**Исходный текст**
★ ★ ★ ★ ★

Кедреновский разбудил Молчанова (Арс-Пегас), а он, чтобы услышали не только в качестве конферансье и не только его самого, учредил ЛитПоны – литературные понедельники. Достойный ответ «Авторникам» – причём, казалось бы, в именно кузьминской «актуальной поэзии» подходящей среде кафе, кальянов, звона стаканов, а не в библиотечной тиши. Недавно, 5 ноября, прошёл юбилейный, семидесятый ЛитПон – и собрал он двести человек. Вот это уже среда коммуникации, верно? И для клубного рок-концерта «дай бог каждому».

★ ★ ★ ★ ★

**Показанные записи**
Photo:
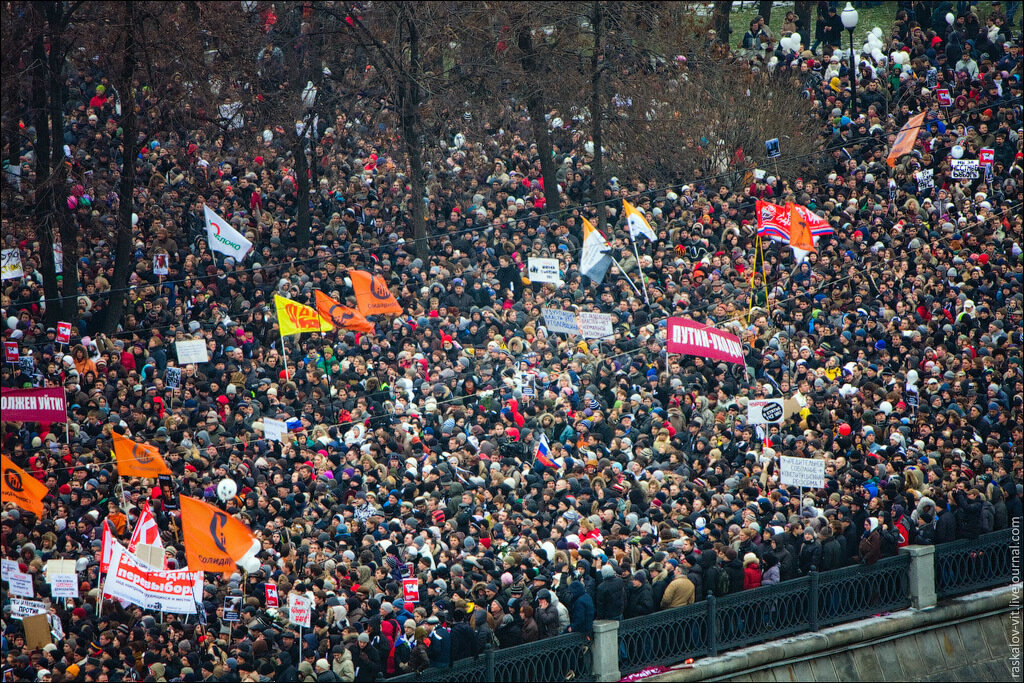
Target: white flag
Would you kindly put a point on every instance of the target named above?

★ ★ ★ ★ ★

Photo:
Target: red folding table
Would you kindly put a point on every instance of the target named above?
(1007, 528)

★ ★ ★ ★ ★

**Ваше задание**
Ответьте на вопросы по тексту о ЛитПонах, пронумеровав ответы так же.
1. Как расшифровывается название «ЛитПоны»?
2. Какой по счёту ЛитПон прошёл 5 ноября?
3. Сколько человек он собрал?

**Результат**
1. Литературные понедельники.
2. Юбилейный, семидесятый.
3. Двести человек.